- [Work to do]
A – Answer these questions about the deuteron problem, one per line, marked (i), (ii), (iii):
(i) What mass does it give for the proton?
(ii) In which direction and at what speed is the neutron moving?
(iii) How does the hint define an isolated system?
B – Sum up the deuteron problem in two sentences.

- [Text excerpt]
++++++++
Question

A proton (mass $1.67 \times {10^{ - 27}}kg$) striking a neutron (mass nearly equal to the proton) forms a deuteron. What would be the velocity of the deuteron if it is formed by a proton moving left with a velocity of $7.0 \times {10^6}m{s^{ - 1}}$ and a neutron moving right with a velocity $4.0 \times {10^6}m{s^{ - 1}}$.

Answer 1

Hint: An isolated system is a system with no external force acting on it. That is before the collision is equal to after collision. And the rate of change of momentum is directly proportional to the force acting on it along the straight line.

Formula used:
The law of conservation of linear momentum,
Initial momentum of proton$ = - {m_p}{v_p}$
Initial momentum of neutron$ = {m_n}{v_n}$
Then total momentum,
${P_1} = - {m_p}{v_p} + {m_n}{v_n}$ we have, ${m_p} = {m_n}$
$ \Rightarrow {P_1} = - {m_p}{v_p} + {m_p}{v_n}$
$ \Rightarrow - {m_p}({v_p} - {v_n})$
Where ${P_1}$ is the momentum, ${m_p}$is the mass of the proton, ${v_p}$is the velocity of the proton, ${m_n}$ is the mass of the neutron, ${v_n}$is the velocity of the neutron.
The total momentum can be obtained by adding the mass and velocity of the proton and neutron respectively.
++++++++
- [Stored data]
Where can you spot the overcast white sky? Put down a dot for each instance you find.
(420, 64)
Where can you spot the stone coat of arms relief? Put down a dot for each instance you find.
++++++++
- [Answers to the tasks]
A –
(i) 1.67 × 10^-27 kg
(ii) Right, at 4.0 × 10^6 m/s
(iii) A system with no external force acting on it

B – The problem asks for the velocity of a deuteron formed when a proton moving left at 7.0 × 10^6 m/s strikes a neutron of nearly equal mass moving right at 4.0 × 10^6 m/s. The answer applies the law of conservation of linear momentum, treating the proton's initial momentum as negative and the two masses as equal, so the total initial momentum becomes −m_p(v_p − v_n).